▸ **GIVEN DATA**:

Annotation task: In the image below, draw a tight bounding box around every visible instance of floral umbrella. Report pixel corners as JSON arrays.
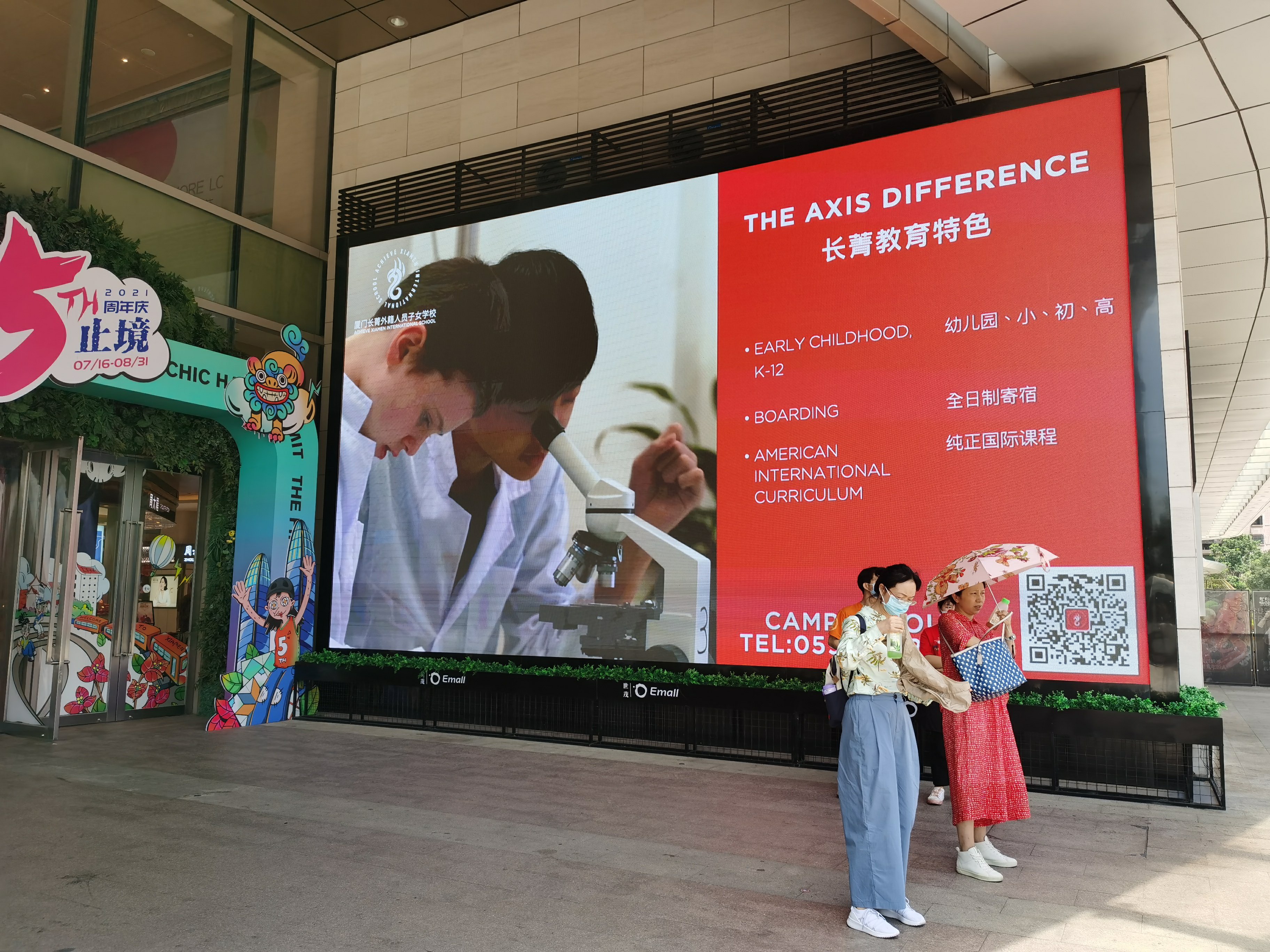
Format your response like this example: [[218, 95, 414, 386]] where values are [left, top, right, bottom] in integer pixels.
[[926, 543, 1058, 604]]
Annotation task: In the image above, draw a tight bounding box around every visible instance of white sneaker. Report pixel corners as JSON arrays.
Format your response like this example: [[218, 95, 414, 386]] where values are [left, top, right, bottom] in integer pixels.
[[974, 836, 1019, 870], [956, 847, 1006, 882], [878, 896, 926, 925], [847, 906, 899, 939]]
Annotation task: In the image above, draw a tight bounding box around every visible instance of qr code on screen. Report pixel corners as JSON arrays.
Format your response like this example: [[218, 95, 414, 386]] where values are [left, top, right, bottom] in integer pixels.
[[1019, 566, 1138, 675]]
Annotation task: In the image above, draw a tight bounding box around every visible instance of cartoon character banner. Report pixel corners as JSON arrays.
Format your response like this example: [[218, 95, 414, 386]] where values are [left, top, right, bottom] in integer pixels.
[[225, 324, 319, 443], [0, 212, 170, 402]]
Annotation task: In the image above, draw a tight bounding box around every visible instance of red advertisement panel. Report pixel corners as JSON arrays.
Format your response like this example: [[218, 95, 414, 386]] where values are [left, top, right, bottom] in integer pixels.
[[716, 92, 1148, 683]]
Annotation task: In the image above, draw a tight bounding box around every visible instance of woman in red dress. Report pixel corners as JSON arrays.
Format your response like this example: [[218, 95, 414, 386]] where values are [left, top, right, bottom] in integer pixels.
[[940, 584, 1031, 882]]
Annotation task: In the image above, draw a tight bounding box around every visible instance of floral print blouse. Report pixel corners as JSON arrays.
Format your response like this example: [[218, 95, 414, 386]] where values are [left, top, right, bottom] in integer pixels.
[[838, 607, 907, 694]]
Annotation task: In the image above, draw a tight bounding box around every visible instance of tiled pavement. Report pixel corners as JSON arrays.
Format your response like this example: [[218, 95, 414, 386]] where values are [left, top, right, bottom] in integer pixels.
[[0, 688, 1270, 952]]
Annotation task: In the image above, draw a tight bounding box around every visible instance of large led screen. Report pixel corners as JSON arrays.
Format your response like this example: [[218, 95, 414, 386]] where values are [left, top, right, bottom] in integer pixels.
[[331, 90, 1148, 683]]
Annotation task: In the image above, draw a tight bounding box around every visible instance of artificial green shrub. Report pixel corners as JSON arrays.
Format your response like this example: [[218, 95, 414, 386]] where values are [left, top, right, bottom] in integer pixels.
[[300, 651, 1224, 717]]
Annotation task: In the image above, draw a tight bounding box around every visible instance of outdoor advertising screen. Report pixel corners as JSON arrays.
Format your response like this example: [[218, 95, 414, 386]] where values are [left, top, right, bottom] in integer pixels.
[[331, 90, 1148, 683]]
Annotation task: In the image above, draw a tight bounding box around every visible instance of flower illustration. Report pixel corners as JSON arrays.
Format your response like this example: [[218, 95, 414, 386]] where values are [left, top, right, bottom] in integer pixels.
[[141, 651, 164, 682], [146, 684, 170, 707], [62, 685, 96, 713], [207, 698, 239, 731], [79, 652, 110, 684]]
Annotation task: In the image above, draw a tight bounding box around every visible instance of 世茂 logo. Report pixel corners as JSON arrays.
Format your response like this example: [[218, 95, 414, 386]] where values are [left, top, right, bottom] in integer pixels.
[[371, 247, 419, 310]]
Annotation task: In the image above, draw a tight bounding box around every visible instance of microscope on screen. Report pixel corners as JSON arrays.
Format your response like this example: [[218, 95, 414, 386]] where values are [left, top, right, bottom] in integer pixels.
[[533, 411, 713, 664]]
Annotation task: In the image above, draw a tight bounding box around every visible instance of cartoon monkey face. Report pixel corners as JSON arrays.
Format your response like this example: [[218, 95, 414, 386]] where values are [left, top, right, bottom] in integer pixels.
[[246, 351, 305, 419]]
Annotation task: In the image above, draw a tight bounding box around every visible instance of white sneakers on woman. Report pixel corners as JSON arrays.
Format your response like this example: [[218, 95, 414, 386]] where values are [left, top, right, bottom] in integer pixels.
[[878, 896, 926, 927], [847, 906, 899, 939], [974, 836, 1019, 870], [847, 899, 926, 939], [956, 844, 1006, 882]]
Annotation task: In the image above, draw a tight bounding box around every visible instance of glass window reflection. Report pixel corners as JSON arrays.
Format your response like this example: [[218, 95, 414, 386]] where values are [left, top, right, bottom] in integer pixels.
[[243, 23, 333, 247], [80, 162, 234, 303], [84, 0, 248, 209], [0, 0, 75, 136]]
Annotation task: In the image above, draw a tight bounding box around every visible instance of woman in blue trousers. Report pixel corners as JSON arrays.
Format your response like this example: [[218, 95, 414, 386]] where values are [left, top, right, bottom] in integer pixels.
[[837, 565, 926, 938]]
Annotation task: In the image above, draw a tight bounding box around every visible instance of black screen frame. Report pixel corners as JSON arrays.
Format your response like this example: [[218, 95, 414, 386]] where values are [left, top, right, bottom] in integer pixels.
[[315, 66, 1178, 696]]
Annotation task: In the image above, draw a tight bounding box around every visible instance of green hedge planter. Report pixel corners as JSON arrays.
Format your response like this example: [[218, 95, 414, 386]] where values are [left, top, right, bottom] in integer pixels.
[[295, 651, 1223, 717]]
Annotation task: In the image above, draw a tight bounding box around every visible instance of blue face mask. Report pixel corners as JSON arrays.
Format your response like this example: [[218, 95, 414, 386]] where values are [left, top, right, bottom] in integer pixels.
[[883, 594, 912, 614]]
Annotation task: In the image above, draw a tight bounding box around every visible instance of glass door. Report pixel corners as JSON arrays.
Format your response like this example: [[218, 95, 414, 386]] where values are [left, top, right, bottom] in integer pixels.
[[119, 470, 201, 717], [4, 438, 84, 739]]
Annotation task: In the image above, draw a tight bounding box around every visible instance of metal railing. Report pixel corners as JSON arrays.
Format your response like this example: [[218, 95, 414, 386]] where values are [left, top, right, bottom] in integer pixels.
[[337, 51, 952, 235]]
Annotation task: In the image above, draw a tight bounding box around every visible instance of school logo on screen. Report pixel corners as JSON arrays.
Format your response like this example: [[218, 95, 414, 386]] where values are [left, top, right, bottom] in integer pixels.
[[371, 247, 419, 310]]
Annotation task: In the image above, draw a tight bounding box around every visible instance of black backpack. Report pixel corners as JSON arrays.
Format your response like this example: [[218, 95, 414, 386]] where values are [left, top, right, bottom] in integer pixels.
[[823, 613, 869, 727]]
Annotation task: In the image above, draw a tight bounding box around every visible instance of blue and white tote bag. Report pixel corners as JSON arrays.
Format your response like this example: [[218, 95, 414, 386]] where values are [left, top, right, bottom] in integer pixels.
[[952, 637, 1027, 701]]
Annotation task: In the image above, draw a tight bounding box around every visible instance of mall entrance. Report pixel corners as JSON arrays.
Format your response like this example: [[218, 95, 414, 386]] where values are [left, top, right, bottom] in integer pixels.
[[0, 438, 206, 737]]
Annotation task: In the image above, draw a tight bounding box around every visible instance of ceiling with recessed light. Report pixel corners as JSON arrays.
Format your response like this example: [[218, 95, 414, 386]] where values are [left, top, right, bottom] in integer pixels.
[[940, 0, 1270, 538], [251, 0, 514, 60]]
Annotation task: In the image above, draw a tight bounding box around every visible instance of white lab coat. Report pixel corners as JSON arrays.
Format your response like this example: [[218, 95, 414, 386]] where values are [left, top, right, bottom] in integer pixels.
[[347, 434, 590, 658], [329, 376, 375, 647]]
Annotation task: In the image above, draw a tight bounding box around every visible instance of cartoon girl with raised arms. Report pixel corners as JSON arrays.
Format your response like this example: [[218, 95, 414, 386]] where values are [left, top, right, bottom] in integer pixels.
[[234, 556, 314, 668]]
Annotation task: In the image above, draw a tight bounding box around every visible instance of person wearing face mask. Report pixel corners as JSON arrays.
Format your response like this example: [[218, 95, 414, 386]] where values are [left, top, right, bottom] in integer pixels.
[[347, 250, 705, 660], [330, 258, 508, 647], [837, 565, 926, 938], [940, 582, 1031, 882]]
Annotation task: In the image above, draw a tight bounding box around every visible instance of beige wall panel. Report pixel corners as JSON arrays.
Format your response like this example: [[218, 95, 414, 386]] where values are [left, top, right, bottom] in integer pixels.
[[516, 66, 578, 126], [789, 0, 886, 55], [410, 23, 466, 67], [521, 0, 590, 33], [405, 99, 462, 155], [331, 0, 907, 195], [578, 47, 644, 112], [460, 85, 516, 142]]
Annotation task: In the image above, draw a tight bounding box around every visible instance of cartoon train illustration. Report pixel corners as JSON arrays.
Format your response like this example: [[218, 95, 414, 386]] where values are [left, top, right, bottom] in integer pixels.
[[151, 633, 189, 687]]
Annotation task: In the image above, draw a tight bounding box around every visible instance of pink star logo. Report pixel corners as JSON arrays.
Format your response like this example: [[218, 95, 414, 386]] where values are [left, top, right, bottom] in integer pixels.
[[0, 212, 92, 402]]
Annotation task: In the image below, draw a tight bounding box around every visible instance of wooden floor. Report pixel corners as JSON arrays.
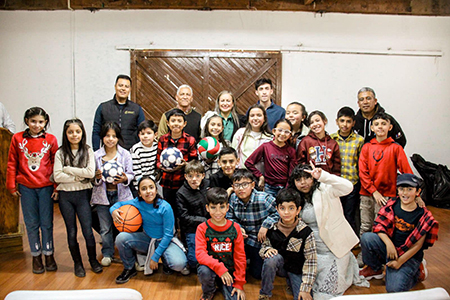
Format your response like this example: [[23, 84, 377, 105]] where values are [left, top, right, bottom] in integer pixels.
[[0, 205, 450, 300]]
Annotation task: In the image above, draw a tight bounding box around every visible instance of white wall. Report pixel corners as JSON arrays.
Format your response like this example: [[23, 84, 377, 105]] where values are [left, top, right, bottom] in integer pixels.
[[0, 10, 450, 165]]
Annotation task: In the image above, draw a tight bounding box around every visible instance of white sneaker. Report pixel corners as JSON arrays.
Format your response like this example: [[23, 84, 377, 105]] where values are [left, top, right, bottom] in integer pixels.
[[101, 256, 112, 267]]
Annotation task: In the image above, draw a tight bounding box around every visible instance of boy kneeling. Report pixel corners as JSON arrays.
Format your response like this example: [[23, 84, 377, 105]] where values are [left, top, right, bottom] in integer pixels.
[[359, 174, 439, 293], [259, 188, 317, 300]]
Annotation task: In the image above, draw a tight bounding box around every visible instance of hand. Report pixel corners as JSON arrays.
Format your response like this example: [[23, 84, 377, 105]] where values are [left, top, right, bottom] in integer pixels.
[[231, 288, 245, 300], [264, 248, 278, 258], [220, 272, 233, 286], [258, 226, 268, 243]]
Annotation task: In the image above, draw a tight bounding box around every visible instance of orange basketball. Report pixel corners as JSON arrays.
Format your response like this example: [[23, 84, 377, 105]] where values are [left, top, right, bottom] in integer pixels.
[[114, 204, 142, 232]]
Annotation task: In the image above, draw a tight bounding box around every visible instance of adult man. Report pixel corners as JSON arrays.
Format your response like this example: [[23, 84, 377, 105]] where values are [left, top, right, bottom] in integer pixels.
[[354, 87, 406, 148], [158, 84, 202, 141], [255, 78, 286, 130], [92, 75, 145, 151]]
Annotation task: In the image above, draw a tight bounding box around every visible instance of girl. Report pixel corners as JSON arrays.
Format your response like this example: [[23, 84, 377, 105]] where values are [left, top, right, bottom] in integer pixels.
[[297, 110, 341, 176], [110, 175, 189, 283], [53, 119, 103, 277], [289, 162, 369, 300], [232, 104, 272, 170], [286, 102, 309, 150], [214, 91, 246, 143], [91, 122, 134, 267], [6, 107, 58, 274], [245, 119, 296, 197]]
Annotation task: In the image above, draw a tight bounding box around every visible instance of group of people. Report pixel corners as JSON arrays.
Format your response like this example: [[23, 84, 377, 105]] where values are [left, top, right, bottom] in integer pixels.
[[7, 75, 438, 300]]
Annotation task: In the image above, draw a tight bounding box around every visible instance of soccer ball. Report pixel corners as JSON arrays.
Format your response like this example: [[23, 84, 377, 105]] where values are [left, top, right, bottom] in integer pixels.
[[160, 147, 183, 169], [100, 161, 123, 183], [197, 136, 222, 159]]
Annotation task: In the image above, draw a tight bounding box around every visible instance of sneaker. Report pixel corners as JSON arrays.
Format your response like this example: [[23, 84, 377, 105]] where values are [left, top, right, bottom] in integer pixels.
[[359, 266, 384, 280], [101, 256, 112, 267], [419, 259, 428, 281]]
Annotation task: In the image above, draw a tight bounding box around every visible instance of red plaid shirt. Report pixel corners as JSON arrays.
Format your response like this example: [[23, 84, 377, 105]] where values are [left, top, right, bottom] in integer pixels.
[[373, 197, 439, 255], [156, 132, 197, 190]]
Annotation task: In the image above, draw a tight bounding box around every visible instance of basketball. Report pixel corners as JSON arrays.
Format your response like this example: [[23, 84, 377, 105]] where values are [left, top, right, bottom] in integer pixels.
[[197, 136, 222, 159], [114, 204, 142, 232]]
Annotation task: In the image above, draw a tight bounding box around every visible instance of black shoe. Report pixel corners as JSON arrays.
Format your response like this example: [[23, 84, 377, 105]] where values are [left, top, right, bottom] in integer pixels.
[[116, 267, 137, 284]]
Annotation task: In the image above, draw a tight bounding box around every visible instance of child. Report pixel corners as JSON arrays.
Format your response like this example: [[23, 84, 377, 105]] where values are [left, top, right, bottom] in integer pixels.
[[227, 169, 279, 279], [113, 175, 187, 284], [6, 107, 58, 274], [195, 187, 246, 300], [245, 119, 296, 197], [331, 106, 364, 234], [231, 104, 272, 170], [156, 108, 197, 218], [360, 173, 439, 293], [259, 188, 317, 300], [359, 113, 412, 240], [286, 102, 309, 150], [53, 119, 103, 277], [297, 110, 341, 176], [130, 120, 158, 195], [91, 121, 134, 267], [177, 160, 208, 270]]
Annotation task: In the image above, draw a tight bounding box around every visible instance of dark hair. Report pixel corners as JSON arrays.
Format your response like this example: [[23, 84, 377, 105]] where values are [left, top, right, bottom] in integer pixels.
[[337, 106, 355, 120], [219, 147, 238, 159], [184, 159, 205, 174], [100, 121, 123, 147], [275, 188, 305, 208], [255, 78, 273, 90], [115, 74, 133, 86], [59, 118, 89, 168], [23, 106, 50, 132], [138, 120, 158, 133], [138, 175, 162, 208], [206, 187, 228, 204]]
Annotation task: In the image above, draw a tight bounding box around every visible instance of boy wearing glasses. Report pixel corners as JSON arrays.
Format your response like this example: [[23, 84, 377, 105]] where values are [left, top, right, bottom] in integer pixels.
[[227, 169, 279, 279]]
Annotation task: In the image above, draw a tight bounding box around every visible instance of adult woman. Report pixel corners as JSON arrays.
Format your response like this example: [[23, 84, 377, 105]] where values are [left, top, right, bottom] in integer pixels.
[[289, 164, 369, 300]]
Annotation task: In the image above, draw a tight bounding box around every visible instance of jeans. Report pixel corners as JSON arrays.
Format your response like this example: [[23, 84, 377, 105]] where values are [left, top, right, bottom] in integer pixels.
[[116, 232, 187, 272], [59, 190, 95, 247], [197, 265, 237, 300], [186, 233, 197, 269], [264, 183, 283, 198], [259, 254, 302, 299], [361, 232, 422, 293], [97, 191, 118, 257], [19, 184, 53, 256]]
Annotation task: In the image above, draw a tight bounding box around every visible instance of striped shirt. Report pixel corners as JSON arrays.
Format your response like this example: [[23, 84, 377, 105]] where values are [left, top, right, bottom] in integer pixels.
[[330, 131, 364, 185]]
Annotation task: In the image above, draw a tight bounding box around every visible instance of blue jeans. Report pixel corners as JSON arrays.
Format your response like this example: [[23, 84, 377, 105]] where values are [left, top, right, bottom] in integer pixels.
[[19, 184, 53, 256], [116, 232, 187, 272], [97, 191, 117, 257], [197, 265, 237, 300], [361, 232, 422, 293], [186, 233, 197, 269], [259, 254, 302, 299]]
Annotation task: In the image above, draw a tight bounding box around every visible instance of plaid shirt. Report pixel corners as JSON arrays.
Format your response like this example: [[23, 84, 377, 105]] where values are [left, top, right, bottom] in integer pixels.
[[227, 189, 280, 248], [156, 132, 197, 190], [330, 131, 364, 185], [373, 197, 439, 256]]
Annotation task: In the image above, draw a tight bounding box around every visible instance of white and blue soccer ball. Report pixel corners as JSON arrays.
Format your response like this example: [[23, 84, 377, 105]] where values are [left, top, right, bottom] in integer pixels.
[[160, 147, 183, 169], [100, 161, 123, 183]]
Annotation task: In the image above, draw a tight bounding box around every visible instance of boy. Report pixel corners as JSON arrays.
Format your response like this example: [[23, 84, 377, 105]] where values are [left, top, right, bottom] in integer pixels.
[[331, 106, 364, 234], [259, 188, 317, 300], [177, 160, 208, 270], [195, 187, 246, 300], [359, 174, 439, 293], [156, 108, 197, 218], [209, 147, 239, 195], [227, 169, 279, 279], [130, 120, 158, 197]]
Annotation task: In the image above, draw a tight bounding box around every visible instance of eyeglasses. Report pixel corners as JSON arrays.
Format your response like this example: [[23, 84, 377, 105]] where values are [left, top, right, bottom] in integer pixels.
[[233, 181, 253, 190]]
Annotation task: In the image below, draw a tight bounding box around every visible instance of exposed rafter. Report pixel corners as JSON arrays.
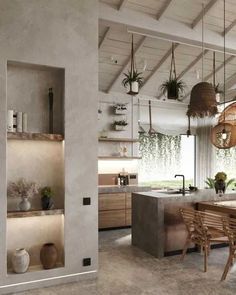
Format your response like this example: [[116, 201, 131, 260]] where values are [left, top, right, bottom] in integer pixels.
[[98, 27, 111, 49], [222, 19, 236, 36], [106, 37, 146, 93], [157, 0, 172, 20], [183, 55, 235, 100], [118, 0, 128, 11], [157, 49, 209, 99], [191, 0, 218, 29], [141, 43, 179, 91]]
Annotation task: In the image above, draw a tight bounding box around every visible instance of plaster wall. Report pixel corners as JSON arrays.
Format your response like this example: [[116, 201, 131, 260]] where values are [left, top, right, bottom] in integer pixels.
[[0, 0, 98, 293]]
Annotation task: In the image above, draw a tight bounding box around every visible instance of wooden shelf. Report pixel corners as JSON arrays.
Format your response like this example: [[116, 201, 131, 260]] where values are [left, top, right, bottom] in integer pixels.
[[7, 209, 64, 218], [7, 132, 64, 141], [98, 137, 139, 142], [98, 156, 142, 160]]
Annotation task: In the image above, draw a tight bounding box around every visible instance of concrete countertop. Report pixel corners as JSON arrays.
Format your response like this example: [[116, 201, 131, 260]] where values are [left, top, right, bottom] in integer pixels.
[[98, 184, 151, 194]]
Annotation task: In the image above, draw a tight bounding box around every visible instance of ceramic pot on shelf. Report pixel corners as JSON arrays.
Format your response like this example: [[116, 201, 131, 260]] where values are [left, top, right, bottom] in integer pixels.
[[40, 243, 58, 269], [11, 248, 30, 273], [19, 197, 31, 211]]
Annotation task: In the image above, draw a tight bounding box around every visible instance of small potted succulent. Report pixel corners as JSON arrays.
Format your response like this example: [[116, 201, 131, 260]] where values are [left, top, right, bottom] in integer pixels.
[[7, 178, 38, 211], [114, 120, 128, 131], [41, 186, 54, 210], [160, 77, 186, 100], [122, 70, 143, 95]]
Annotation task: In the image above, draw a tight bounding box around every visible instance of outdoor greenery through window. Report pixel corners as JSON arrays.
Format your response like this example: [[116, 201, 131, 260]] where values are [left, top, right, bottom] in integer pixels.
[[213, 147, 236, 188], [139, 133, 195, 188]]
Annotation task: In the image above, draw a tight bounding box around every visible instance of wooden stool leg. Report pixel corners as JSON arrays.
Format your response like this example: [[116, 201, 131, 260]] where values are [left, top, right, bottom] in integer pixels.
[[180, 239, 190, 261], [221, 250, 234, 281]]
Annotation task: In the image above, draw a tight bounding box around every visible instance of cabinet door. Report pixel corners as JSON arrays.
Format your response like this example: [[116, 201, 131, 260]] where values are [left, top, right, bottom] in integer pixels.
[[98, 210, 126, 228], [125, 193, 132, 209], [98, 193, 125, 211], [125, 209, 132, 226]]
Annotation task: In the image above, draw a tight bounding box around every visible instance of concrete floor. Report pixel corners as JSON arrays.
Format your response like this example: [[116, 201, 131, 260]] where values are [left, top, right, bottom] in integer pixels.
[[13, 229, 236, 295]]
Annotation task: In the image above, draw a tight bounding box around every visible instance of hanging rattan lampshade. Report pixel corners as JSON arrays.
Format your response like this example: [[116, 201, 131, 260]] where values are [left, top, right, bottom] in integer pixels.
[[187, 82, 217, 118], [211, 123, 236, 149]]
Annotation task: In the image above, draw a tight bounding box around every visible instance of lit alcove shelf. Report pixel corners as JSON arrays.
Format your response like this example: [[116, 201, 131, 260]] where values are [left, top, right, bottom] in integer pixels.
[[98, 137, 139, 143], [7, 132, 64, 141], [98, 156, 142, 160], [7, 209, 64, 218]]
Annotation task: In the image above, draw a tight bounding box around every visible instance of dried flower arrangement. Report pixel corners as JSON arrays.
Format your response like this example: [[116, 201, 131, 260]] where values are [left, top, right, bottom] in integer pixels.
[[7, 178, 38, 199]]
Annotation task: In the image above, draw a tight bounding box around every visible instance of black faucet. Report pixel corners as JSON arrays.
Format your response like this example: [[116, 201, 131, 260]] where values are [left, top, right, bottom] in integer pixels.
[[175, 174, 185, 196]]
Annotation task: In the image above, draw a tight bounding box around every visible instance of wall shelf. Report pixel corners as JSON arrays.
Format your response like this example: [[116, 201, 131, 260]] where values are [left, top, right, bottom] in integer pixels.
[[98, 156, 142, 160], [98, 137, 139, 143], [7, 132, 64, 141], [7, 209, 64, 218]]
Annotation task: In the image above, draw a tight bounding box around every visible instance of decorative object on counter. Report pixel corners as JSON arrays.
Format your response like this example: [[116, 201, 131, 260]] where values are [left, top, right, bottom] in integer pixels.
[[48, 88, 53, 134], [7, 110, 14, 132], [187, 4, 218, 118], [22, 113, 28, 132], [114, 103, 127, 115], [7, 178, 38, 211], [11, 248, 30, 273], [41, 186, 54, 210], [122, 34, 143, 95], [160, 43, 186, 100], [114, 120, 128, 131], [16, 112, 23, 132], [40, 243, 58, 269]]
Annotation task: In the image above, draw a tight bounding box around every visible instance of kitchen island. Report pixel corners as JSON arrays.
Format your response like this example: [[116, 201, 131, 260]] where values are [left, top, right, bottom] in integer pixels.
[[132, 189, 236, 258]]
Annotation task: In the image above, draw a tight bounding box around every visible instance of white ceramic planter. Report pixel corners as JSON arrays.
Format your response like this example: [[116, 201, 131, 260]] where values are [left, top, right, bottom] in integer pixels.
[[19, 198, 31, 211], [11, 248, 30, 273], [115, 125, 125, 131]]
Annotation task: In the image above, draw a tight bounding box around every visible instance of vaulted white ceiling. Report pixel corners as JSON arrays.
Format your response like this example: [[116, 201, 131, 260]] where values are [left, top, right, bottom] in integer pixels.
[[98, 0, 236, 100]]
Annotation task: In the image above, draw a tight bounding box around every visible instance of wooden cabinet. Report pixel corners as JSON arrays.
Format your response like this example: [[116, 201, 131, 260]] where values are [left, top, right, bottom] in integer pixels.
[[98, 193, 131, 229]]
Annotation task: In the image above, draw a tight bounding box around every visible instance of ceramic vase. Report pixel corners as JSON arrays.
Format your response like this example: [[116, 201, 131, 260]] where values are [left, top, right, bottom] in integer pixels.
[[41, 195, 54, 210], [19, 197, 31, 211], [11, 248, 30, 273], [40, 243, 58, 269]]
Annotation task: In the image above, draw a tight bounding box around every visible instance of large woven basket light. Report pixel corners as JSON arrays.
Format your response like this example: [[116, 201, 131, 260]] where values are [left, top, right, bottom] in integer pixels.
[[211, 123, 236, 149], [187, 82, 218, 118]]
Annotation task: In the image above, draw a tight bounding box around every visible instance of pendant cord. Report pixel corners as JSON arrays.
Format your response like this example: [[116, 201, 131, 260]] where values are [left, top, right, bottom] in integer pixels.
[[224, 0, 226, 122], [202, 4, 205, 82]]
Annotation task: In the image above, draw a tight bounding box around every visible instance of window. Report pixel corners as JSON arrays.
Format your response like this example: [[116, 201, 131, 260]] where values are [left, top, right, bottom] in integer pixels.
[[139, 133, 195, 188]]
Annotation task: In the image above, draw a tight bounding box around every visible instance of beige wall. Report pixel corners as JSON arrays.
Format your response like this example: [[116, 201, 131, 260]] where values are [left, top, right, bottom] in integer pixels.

▸ **AIM**: Format the lines of the entries above as a Markdown table with the columns Row and Line, numbering each row and leaving out blank lines. Begin at the line that contains "concrete floor. Report pixel corners as JSON arrays." and stop after the line that contains "160], [7, 209, 64, 218]]".

▸ **EXPECTED ANSWER**:
| Row | Line |
|---|---|
| 1 | Annotation task: In the image above, draw a tight bounding box around every visible instance of concrete floor. Report pixel corners as JSON arrays. |
| 2 | Format your response like this example: [[116, 201, 131, 260]] where values are [left, top, right, bottom] in integer pixels. |
| 3 | [[13, 229, 236, 295]] |
| 4 | Annotation task: In the image above, draw a tight bounding box around every visible instance of hanging rattan lampshade. Report pixel corners as JSON arrays. |
| 5 | Format your response like this example: [[116, 201, 131, 260]] where values are [left, top, right, bottom] in integer pixels. |
| 6 | [[187, 82, 217, 118], [211, 123, 236, 149]] |
| 7 | Annotation task: In the image above, draw a tight bounding box around every visible instance of lit alcove shelf. Report pixel corners as JSON arrays. |
| 8 | Format your response like this example: [[116, 201, 131, 260]] where values are [left, top, right, bottom] in integer pixels. |
| 9 | [[98, 137, 139, 143], [7, 132, 64, 141], [98, 156, 142, 160], [7, 209, 64, 218]] |